RECORDS PROVIDED:
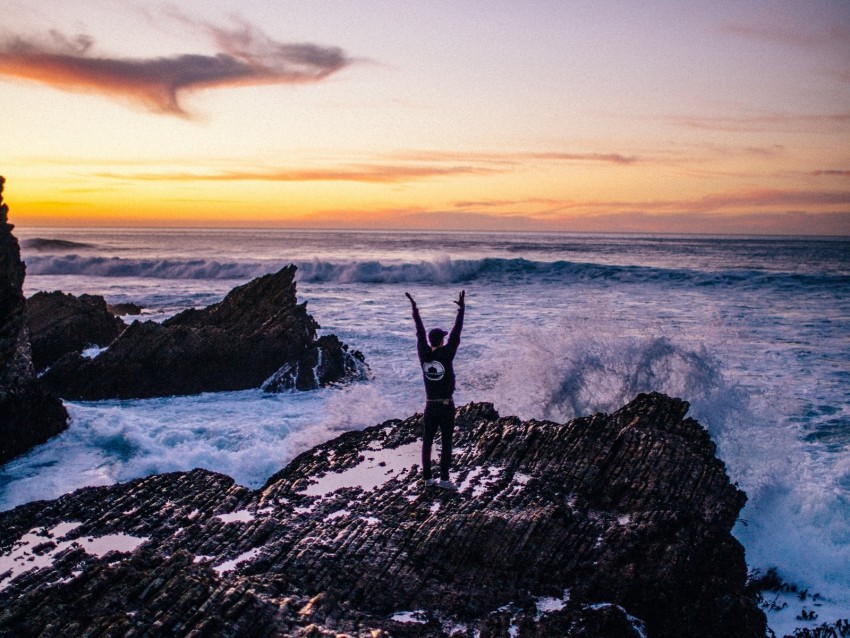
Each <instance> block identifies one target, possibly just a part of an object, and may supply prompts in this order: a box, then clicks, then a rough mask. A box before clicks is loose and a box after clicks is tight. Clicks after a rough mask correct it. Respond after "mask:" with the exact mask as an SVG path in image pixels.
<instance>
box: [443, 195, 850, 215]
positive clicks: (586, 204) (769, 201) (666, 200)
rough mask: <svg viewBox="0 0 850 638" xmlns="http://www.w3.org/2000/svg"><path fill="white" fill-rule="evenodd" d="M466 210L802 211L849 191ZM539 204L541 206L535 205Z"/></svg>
mask: <svg viewBox="0 0 850 638" xmlns="http://www.w3.org/2000/svg"><path fill="white" fill-rule="evenodd" d="M455 205H456V206H457V207H459V208H463V209H464V210H470V209H475V208H477V209H486V208H502V209H507V210H511V209H513V210H515V211H523V212H524V213H525V214H529V215H532V216H534V217H536V218H542V217H558V216H562V215H564V214H565V213H569V214H581V215H590V216H596V215H601V216H604V217H610V215H612V214H628V215H633V214H694V213H710V214H714V213H724V214H725V213H726V212H728V211H736V210H748V211H750V210H755V209H772V210H774V211H777V210H778V211H789V210H799V209H801V208H809V207H824V206H827V207H829V206H840V207H844V206H848V205H850V191H823V190H815V191H803V190H783V189H766V188H765V189H749V190H739V191H728V192H721V193H713V194H710V195H703V196H700V197H694V198H682V199H668V200H648V201H617V200H554V199H528V200H517V201H515V202H511V201H507V200H482V201H478V202H457V203H456V204H455ZM535 206H539V207H540V208H535Z"/></svg>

EXERCISE INSTRUCTIONS: Every line of the material must be repeated exactly; pictures stay out.

TASK SOLUTION:
Each <instance> block identifies one target, possibly just a part of an object, and may supply prompts in this order: a box, then clicks, then a rough mask. A box before clicks is loose and a box after clicks is tight. Clicks after a rough mask correct it. Respond after "mask:" with the exact mask as an SVG path in image pixels.
<instance>
box: [443, 195, 850, 215]
positive clicks: (586, 204) (769, 201) (666, 200)
rough mask: <svg viewBox="0 0 850 638" xmlns="http://www.w3.org/2000/svg"><path fill="white" fill-rule="evenodd" d="M466 210L802 211L849 191ZM539 204L541 206L535 205Z"/></svg>
mask: <svg viewBox="0 0 850 638" xmlns="http://www.w3.org/2000/svg"><path fill="white" fill-rule="evenodd" d="M455 205H456V206H457V207H459V208H463V209H464V210H470V209H475V208H477V209H486V208H502V209H507V210H511V209H513V210H515V211H523V212H524V213H525V214H529V215H532V216H534V217H536V218H542V217H558V216H562V215H564V214H565V213H569V214H581V215H590V216H596V215H601V216H604V217H610V215H612V214H628V215H633V214H694V213H710V214H714V213H724V214H725V213H726V212H728V211H736V210H748V211H750V210H755V209H772V210H774V211H777V210H778V211H789V210H799V209H801V208H809V207H824V206H827V207H829V206H840V207H844V206H848V205H850V191H823V190H815V191H803V190H783V189H766V188H765V189H749V190H739V191H728V192H721V193H713V194H710V195H703V196H700V197H694V198H682V199H668V200H648V201H617V200H554V199H528V200H517V201H515V202H511V201H507V200H482V201H478V202H457V203H456V204H455ZM535 206H539V207H540V208H535Z"/></svg>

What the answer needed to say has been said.